TASK INPUTS ▸

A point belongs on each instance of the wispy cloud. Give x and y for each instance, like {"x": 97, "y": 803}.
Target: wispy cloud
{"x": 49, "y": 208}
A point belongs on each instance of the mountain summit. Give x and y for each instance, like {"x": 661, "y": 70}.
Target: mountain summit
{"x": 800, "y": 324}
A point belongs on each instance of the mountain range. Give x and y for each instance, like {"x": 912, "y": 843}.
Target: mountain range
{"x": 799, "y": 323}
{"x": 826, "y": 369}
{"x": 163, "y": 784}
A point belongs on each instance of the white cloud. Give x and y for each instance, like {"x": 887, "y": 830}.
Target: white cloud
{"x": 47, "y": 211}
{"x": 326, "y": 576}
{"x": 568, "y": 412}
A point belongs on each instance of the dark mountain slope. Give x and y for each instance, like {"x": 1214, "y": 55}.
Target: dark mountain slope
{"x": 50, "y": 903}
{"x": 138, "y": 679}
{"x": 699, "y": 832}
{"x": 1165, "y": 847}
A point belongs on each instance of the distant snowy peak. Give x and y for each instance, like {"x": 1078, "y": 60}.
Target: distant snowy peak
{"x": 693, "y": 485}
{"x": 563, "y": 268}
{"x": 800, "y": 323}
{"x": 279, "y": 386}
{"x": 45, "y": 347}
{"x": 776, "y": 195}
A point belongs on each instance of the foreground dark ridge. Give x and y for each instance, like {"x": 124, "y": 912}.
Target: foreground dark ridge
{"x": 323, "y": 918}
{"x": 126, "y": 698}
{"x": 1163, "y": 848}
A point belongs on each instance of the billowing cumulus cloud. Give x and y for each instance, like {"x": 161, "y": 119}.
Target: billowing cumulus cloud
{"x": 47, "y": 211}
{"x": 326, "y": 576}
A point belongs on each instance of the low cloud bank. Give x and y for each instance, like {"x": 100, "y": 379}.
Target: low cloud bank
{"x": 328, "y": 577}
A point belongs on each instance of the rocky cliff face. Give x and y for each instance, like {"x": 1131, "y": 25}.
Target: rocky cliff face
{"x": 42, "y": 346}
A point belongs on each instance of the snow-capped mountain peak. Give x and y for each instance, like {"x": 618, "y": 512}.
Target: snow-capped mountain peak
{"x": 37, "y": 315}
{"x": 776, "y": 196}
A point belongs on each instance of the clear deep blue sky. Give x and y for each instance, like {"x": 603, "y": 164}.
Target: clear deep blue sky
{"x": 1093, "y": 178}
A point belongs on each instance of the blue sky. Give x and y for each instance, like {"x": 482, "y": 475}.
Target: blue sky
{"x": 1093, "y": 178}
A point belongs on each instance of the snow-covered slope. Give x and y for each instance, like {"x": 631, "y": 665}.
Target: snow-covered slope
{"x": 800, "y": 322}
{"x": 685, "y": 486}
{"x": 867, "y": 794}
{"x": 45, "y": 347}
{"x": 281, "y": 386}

WHAT IS EXPECTED ▸
All of the material must be reproduced exactly.

SOLUTION TO THIS PROBLEM ▸
A point belongs on each instance of the wispy cloud. Give x and y for each instance, like {"x": 97, "y": 803}.
Target: wispy cloud
{"x": 49, "y": 208}
A point belongs on each instance of the mountain summit. Give x and y for each instance, like {"x": 661, "y": 70}.
Target: mountain summit
{"x": 800, "y": 324}
A point belongs on each instance of the mountain range. Give x and y for each instance, like {"x": 912, "y": 843}.
Target: mountain range
{"x": 799, "y": 323}
{"x": 826, "y": 369}
{"x": 163, "y": 784}
A point belongs on each instance of the white cloud. Give x and y for each instance, like {"x": 887, "y": 830}.
Target: white cloud
{"x": 47, "y": 211}
{"x": 326, "y": 576}
{"x": 568, "y": 412}
A point belongs on each instance of the dark mountain slope. Give x and y for each instance, like {"x": 1214, "y": 55}.
Target: dark mountain slope
{"x": 50, "y": 903}
{"x": 138, "y": 679}
{"x": 699, "y": 832}
{"x": 1165, "y": 847}
A point belongs on each instance of the distant snowy peak. Give x and y for each instance, like {"x": 1078, "y": 60}.
Target: distant snowy peak
{"x": 693, "y": 485}
{"x": 563, "y": 268}
{"x": 800, "y": 323}
{"x": 279, "y": 386}
{"x": 45, "y": 347}
{"x": 776, "y": 195}
A point belongs on each instance of the foreground dark ridge. Give x and y for each instance, like {"x": 124, "y": 912}.
Target: foreground dark ridge
{"x": 323, "y": 918}
{"x": 126, "y": 698}
{"x": 1163, "y": 848}
A point belongs on each instance of the billowing cumulus cloud. Give x and y for each instance, like {"x": 161, "y": 119}.
Target: billowing cumulus cloud
{"x": 47, "y": 211}
{"x": 326, "y": 576}
A point belongs on each instance of the low cloud bank. Give x and y for each instance, like {"x": 100, "y": 379}.
Target: low cloud bank
{"x": 328, "y": 577}
A point belongs on each instance of the rocky cliff face. Give x and y for each instance, like {"x": 1131, "y": 25}.
Target: rocky cliff face
{"x": 42, "y": 346}
A point belongs on each instance of the snow-capped mountain peak. Give x and y for each instance, like {"x": 618, "y": 512}.
Target: snow-capped mountain peak
{"x": 37, "y": 315}
{"x": 776, "y": 196}
A point belongs on each instance of the clear deep blue sky. Give x and y for each instance, like {"x": 603, "y": 164}.
Target: clear deep blue sky
{"x": 1093, "y": 178}
A point belongs on each instance of the blue sky. Give x and y for each instance, like {"x": 482, "y": 475}.
Target: blue sky
{"x": 1093, "y": 178}
A point belongs on each instance of the snow-covered slope. Give x and y for each instance, like {"x": 631, "y": 665}.
Target: snow-covered slope
{"x": 800, "y": 322}
{"x": 685, "y": 486}
{"x": 867, "y": 794}
{"x": 45, "y": 347}
{"x": 281, "y": 386}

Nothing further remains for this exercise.